**ASSIGNED TASK**
Reproduce all entries word for word.

**DATASET RECORDS**
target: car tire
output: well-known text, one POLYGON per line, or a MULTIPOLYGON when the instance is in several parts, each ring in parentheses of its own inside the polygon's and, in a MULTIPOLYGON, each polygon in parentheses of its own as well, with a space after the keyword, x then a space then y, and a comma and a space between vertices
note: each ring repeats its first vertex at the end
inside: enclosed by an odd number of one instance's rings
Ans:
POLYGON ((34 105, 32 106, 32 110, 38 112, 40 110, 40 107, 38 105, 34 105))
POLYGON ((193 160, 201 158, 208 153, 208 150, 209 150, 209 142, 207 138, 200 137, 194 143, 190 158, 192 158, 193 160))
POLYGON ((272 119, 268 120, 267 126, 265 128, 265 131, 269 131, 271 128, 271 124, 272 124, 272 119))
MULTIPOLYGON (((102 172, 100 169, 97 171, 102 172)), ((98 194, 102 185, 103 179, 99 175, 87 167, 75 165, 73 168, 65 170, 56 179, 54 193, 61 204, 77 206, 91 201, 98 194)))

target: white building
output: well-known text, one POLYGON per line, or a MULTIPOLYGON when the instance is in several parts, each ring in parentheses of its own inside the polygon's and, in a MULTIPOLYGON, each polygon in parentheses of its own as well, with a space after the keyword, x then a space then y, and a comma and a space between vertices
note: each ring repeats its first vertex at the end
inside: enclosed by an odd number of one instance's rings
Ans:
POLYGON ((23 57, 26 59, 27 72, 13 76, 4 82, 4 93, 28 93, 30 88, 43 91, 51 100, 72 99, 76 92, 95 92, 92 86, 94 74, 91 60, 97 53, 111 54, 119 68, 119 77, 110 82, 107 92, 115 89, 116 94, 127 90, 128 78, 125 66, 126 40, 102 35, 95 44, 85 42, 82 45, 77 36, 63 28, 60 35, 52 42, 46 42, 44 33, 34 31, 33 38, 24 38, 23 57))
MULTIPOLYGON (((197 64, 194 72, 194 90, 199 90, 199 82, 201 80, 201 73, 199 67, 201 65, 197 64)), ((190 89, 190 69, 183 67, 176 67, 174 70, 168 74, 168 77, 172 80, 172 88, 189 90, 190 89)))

**ANSWER BOX**
target: car tire
output: well-known text, one POLYGON per line, or a MULTIPOLYGON when the instance is in several parts, each ring in parentheses of its own inside the polygon's and, in a MULTIPOLYGON, each polygon in parentheses of its own as well, with a space after the keyword, x then a space then y, and a comma and a space between vertices
note: each ring repeats its first vertex at the end
inside: enclosed by an odd number of one instance's rings
Ans:
POLYGON ((34 105, 32 106, 32 110, 38 112, 40 110, 40 107, 38 105, 34 105))
POLYGON ((193 160, 201 158, 208 153, 208 150, 209 150, 209 142, 207 138, 200 137, 194 143, 190 158, 192 158, 193 160))
POLYGON ((272 119, 268 120, 267 126, 265 128, 265 131, 269 131, 271 128, 271 124, 272 124, 272 119))
MULTIPOLYGON (((102 172, 100 169, 97 171, 102 172)), ((98 194, 102 185, 103 179, 99 175, 87 167, 75 165, 73 168, 65 170, 56 179, 54 193, 61 204, 77 206, 91 201, 98 194)))

target: white building
output: well-known text, one POLYGON per line, or a MULTIPOLYGON when the instance is in several parts, each ring in parentheses of its own inside the polygon's and, in a MULTIPOLYGON, each polygon in parentheses of its own as well, with a space after the keyword, x then a space then y, and a comma and a space between vertices
note: each ring repeats its first vertex at the end
inside: enclosed by an odd number of one instance's rings
Ans:
POLYGON ((23 57, 26 59, 27 72, 13 76, 4 82, 4 93, 28 93, 30 88, 43 91, 51 100, 72 99, 76 92, 95 92, 92 86, 94 74, 91 60, 97 53, 111 54, 119 68, 119 77, 110 82, 107 92, 115 89, 116 94, 127 90, 128 78, 125 66, 126 40, 102 35, 95 44, 85 42, 82 45, 77 36, 63 28, 60 35, 52 42, 46 42, 44 33, 34 31, 33 38, 24 38, 23 57))
MULTIPOLYGON (((197 64, 194 72, 194 90, 199 90, 199 82, 201 80, 201 73, 199 67, 201 65, 197 64)), ((190 89, 190 69, 183 67, 176 67, 174 70, 168 74, 168 77, 172 80, 172 88, 189 90, 190 89)))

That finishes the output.